[EXERCISE INPUT — start]

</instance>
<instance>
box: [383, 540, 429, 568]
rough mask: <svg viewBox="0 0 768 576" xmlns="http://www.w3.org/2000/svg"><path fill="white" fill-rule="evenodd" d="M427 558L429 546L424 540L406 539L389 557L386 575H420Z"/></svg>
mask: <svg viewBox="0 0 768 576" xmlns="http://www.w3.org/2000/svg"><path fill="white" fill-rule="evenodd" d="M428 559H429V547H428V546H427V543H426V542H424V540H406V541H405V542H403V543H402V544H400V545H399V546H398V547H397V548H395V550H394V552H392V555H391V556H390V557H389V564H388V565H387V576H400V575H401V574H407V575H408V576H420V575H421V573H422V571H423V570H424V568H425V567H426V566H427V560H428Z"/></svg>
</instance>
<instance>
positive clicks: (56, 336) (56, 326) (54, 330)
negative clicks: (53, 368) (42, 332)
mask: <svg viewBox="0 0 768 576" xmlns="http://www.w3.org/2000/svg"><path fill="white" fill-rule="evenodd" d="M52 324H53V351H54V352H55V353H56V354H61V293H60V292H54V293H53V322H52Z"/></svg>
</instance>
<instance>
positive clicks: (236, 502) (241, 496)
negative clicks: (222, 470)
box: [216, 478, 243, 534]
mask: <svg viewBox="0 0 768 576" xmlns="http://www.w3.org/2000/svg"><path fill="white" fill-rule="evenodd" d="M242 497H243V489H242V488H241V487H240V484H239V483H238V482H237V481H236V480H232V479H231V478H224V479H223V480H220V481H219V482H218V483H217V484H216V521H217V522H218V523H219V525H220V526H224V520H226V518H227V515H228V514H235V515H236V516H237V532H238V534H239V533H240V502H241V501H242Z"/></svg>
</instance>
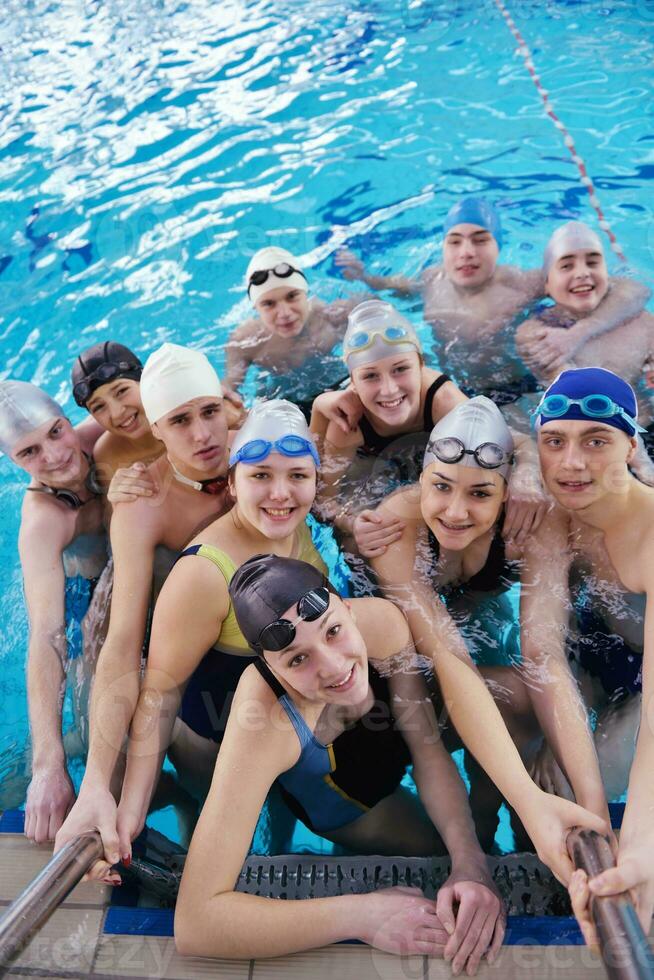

[EXERCISE INPUT — finish]

## REQUIRED WORK
Rewrite the records from their start through the line that contains "rough mask: <svg", changing "rough mask" to "coarse mask" and keeping everything else the same.

## RESULT OF THE EXERCISE
</instance>
<instance>
box: [383, 540, 429, 568]
coarse mask: <svg viewBox="0 0 768 576" xmlns="http://www.w3.org/2000/svg"><path fill="white" fill-rule="evenodd" d="M427 558L429 546L424 540L406 539L389 557L386 575H420Z"/></svg>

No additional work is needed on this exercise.